— Wat te doen —
A. Wat namen de Amerikanen in het fragment over het soldatenleven in Duitsland aan in ruil voor hun sigaretten?
B. Schrijf het fragment over het soldatenleven in Duitsland verder vanaf de laatste zin.

— Tekstfragment —
-*-*-
Wij hadden een paradijselijk leven, niet werken, lekker eten, veel geld... Als ontspanning werden we ’s avonds naar Bremen, Hannover of Sulingen gevoerd. Naar een bierkelder of een filmvertoning en na de film steevast in de houding voor het “God save the King”. Met mijn moto verkende ik de ganse omgeving en mijn vele verlofdagen bracht ik door in steden als Bremen, Hannover, Dusseldorf en Berlijn. Daar zag ik Russische soldaten fietsles krijgen, tot groot en ingetogen plezier van de Duitsers. Komisch en onvergetelijk. Hier bestond ook een grote ruilhandel tussen soldaten van verschillende nationaliteiten. De Russen waren verzot op Amerikaanse sigaretten, terwijl de Amerikanen hiervoor polsuurwerken en vodka aannamen. Die uurwerken waren toch afkomstig van de Duitsers, de Russen was toegestaan alles wat hen bruikbaar was als oorlogsbuit mee te nemen. Ik heb Russen gezien met drie, vier horloges aan elke pols.
-*-*-
— Gegevens —
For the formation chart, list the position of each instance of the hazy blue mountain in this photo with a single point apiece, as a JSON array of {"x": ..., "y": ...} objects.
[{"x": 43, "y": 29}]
-*-*-
— Antwoorden —
A. Polsuurwerken en vodka.

B.
Kerstmis 1945 brachten we door bij de Amerikanen in Bremen. Nabij de Dom in de huidige Ratskeller was hun kantine ondergebracht. Onvergetelijke sfeer met bier, wijn a volonté, de vrouwen hadden echter nog geen toegang. Als we ons verplaatsten konden we overnachten in Amerikaanse of Engelse transitkampen en hun kantines hadden altijd voldoende stock aan sigaretten, zeep, tandpasta, enz. Betalen met Duitse marken en die hadden we genoeg. In het najaar van 1945 werd de omgang met de Duitsers losser, krijgsgevangenen en ook burgers werden in de cantonnementen tewerkgesteld. De Duitse tewerkgestelden brachten allerlei voorwerpen mee om te ruilen tegen voedsel, ook smokkelaars doken op. Vooral sigaretten, bonen, koffie en nylonkousen waren zeer gegeerd maar ook dozen vlees en ander voedsel was in trek. De bevolking leed immers honger, meer dan ik ooit in België had gezien. De boeren werden door de stadsbevolking nog feller belegerd dan bij ons in het hongerjaar 1941. Maar stilaan werd alles min of meer normaal, de bevoorrading geraakte terug op gang, in de steden begon men puin te ruimen en ieder toog aan het werk. Ook de omgang met burgers werd toegestaan, bals werden ingericht en vluchtelingen kwamen terug naar huis.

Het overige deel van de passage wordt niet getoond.